Records shown »
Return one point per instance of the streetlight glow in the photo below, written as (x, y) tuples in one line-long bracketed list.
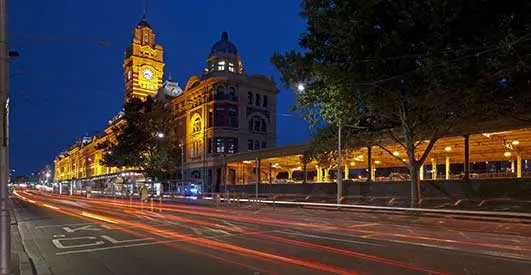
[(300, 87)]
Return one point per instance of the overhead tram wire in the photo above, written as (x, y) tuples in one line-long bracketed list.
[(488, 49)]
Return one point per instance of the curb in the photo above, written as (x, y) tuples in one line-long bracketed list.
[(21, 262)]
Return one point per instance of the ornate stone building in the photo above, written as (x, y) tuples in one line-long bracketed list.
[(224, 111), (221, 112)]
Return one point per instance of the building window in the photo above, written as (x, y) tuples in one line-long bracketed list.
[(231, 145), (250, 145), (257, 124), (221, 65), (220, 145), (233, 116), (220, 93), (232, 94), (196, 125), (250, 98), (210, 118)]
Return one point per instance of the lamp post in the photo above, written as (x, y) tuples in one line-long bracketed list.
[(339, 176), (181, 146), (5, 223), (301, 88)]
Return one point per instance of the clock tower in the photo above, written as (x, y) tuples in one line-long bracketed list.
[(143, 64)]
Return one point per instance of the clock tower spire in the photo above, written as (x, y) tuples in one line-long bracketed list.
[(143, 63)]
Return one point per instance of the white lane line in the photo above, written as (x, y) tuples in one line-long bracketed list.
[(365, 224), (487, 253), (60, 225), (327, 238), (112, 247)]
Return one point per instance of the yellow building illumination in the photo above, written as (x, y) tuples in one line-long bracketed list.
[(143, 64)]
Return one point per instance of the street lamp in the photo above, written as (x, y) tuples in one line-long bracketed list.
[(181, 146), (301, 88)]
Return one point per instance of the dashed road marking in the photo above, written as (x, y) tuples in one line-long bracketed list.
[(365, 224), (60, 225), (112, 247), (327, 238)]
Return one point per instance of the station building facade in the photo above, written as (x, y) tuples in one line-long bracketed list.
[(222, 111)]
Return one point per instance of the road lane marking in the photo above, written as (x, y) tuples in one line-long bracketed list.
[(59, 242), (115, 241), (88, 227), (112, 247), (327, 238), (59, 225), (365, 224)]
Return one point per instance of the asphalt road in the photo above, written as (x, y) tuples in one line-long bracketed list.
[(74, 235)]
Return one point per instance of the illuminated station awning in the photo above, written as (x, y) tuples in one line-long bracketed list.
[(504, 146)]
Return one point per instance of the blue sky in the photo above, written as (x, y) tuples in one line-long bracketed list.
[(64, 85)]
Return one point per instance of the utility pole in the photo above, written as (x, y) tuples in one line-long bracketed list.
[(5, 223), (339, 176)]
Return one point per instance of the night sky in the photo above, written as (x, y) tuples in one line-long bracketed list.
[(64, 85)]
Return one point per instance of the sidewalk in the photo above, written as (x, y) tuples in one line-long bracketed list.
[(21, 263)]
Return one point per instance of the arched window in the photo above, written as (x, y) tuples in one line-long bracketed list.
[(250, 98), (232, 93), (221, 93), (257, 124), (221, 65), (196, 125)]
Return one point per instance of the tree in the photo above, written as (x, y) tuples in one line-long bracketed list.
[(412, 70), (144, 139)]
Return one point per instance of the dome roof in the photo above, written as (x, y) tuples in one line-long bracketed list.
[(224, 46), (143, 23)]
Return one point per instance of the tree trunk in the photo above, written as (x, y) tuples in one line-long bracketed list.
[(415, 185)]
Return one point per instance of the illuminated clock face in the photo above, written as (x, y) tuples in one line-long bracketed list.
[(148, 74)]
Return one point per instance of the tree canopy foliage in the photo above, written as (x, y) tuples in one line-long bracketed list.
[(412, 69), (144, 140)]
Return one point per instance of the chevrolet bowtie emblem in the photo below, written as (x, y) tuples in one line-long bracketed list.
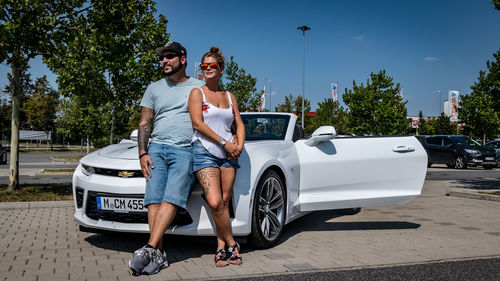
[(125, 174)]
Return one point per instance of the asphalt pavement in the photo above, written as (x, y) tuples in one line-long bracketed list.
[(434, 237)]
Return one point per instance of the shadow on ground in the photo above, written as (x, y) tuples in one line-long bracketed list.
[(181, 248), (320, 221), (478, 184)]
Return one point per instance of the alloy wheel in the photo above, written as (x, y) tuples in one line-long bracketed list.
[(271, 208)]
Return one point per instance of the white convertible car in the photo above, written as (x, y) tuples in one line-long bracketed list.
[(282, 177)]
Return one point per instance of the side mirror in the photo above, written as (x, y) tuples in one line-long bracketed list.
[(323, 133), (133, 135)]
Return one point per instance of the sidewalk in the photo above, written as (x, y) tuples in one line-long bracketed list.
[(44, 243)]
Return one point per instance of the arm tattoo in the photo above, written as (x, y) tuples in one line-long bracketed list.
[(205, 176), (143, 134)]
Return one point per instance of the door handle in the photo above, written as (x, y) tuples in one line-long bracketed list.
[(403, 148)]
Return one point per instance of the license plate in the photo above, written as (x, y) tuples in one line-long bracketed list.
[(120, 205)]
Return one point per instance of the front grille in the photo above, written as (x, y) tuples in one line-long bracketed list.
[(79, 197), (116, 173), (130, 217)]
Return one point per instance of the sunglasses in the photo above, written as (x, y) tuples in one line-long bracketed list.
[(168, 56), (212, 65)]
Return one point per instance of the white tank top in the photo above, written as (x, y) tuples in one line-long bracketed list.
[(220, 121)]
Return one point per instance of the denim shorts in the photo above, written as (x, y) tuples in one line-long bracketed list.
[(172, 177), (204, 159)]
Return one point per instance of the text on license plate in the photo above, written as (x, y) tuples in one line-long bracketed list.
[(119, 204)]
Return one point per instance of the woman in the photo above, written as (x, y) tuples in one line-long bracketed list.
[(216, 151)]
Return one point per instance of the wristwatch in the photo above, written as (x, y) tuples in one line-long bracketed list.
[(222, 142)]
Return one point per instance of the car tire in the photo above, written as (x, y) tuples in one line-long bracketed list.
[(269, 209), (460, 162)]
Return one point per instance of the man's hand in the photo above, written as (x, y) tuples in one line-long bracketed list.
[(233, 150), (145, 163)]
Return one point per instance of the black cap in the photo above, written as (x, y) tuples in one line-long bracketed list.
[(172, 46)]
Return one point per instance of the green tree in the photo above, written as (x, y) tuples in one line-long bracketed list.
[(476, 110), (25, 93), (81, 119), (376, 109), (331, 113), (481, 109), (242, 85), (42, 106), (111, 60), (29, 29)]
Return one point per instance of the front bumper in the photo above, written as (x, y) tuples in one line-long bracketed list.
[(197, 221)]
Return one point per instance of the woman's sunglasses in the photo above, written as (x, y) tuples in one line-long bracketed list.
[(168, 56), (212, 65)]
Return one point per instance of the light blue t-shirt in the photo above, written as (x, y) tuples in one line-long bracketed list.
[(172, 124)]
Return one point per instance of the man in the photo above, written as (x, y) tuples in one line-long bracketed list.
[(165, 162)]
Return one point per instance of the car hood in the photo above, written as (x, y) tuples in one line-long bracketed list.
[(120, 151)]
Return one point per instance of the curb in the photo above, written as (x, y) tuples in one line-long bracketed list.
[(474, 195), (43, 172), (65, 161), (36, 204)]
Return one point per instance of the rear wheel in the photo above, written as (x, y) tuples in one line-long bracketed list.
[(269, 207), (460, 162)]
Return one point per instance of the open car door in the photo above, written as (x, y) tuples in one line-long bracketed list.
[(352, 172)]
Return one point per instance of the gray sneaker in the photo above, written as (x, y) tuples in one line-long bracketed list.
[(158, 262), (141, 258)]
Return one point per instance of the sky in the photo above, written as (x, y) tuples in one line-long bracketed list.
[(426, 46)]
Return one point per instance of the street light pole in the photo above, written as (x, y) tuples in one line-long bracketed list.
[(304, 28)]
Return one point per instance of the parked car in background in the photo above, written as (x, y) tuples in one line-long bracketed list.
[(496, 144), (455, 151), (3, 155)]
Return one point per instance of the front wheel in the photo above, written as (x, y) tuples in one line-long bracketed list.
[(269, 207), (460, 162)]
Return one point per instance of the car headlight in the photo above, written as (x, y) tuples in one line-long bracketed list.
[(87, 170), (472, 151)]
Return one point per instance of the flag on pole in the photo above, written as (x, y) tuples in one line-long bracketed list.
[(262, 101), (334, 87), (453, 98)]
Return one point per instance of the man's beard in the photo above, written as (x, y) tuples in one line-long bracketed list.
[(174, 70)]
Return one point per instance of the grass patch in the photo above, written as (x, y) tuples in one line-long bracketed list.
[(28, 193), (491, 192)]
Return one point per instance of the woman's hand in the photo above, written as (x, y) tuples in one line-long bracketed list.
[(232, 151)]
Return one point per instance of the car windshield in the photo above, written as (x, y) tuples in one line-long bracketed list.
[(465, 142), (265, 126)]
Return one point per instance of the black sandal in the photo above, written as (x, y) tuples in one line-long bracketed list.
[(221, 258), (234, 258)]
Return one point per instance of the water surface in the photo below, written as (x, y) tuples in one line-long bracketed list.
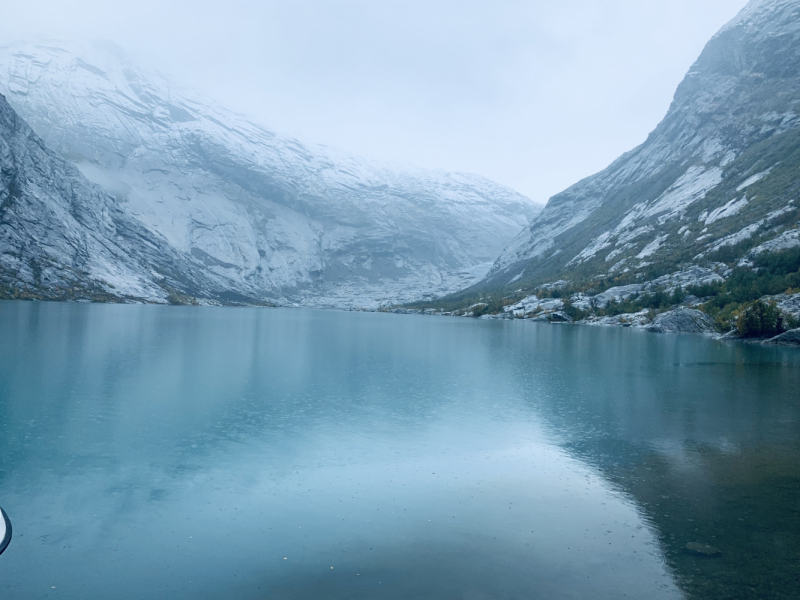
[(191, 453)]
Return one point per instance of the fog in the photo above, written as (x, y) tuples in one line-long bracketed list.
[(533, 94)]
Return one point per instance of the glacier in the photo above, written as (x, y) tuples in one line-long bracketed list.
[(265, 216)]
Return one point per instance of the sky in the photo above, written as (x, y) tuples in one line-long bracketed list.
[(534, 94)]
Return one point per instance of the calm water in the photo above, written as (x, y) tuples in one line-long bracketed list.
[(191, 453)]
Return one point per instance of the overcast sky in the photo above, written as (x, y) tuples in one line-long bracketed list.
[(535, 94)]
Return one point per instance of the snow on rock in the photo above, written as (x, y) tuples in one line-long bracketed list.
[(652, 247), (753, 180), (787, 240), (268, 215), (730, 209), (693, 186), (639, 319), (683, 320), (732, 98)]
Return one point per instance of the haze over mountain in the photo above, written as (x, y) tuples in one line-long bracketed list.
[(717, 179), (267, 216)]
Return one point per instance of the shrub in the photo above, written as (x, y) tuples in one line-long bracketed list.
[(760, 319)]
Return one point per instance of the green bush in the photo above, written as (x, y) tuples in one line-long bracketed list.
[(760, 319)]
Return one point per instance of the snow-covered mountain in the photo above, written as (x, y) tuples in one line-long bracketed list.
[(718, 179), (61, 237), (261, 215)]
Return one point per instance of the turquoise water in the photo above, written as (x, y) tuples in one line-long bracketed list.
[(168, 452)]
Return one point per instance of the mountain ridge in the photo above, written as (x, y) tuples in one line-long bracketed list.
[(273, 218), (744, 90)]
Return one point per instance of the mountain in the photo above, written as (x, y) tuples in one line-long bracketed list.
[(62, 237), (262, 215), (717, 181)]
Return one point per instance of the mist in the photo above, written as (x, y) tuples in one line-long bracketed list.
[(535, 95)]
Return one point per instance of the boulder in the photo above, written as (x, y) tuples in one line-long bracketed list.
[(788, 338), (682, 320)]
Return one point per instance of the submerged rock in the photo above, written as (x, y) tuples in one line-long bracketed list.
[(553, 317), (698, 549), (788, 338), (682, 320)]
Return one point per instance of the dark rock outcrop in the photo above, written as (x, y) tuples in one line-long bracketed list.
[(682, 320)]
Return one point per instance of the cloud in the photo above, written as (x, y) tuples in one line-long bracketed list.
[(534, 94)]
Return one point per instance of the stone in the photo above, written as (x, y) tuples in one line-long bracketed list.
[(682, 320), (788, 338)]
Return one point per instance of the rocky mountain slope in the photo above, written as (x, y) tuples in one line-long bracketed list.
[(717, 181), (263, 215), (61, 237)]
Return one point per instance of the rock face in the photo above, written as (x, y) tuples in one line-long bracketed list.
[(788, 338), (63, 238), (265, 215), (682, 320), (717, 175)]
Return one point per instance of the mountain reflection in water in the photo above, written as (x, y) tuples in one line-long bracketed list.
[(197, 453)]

Do this » Recast the stretch of the data above, from the line containing "Return one point per instance of the dark" through the end, as a numbered list, leaving out any blank lines.

Response to this exercise »
1. Return one point per instance of the dark rock outcrop in the photo above, written as (x, y) tuples in one line-long bracketed list.
2. [(682, 320)]
3. Return one point per instance of the cloud in the photo above, written as (x, y) tuples in one line-long bracketed list.
4. [(534, 94)]
5. Return one point per instance of the stone in the photo above, written as (x, y) tuples in one line-long bracketed list.
6. [(682, 320), (788, 338)]
7. Return one point per instance of the rocky mountain slope in the photo above, written as (x, y) tuples in one line-long bracketed list.
8. [(717, 181), (263, 215), (61, 237)]
9. Return one point per instance of the rock face in the photo above, written as (x, y) tuples in one line-long bracketed list.
10. [(788, 338), (63, 238), (265, 215), (682, 320), (717, 175)]
11. Return one point per instance of the mountain reflection in water in the photo above, written as (x, y) tuples in one line-long bracketed list.
12. [(197, 453)]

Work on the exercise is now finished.